Erst gestern hatten sich die Gläubiger auf einen letzten Kompromiss geeinigt. Nun warten die Geldgeber gespannt auf die Reaktion der Griechen. Tsipras selbst sprach von einem «realistischen Plan». Er soll eine Reform der Mehrwertsteuer, eine Zusammenführung der Rentenkassen, die Abschaffung von Frühverrentungen und eine Beschleunigung der Privatisierungen umfassen.
Die Zeit drängt. Ende Monat läuft der europäische Teil des Hilfsprogramms aus, Griechenland droht die Pleite. Noch steht die Auszahlung von Hilfsgeldern in der Höhe von 7,2 Milliarden Euro aus. Doch die Troika zahlt erst, wenn ein überzeugender Reformplan vorliegt.
«EZB-Rat will, dass Griechenland im Euro bleibt»
Die Europäische Zentralbank (EZB) gibt sich optimistisch. Sie geht von einem Verbleib Griechenlands im Euroraum aus. Dafür müsse sich aber auch Athen bewegen und an seiner Glaubwürdigkeit arbeiten, forderte EZB-Präsident Mario Draghi heute in Frankfurt.
«Es gibt einen grossen Willen und eine starke Entschlossenheit, dass wir am Ende ein gutes Ergebnis finden. Daran arbeitet die EZB und daran arbeiten auch die EU-Kommission und der IWF», sagte der Notenbank-Präsident. Europas oberster Währungshüter betonte: «Der EZB-Rat will, dass Griechenland im Euro bleibt.»

FOLGENDES BEARBEITEN:
(1) Schreibe den Teil des Ausgangstexts, der mit den Worten "Die Zeit drängt." beginnt und mit "heute in Frankfurt." schließt, noch einmal ab. Ersetze darin "Troika" durch "Eurogruppe".
(2) Fasse den Absatz des Ausgangstexts, der mit „Die Zeit drängt" beginnt, als kurze Stichpunktliste zusammen.

DATENABSCHNITT:
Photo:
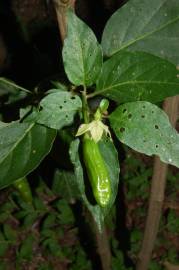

ERGEBNISSE JE AUFGABE:
(1)
Die Zeit drängt. Ende Monat läuft der europäische Teil des Hilfsprogramms aus, Griechenland droht die Pleite. Noch steht die Auszahlung von Hilfsgeldern in der Höhe von 7,2 Milliarden Euro aus. Doch die Eurogruppe zahlt erst, wenn ein überzeugender Reformplan vorliegt.
«EZB-Rat will, dass Griechenland im Euro bleibt»
Die Europäische Zentralbank (EZB) gibt sich optimistisch. Sie geht von einem Verbleib Griechenlands im Euroraum aus. Dafür müsse sich aber auch Athen bewegen und an seiner Glaubwürdigkeit arbeiten, forderte EZB-Präsident Mario Draghi heute in Frankfurt.

(2)
- Die Zeit drängt: Ende des Monats läuft der europäische Teil des Hilfsprogramms aus, und Griechenland droht die Pleite.
- Hilfsgelder von 7,2 Milliarden Euro sind noch nicht ausgezahlt.
- Die Troika zahlt erst, wenn ein überzeugender Reformplan vorliegt.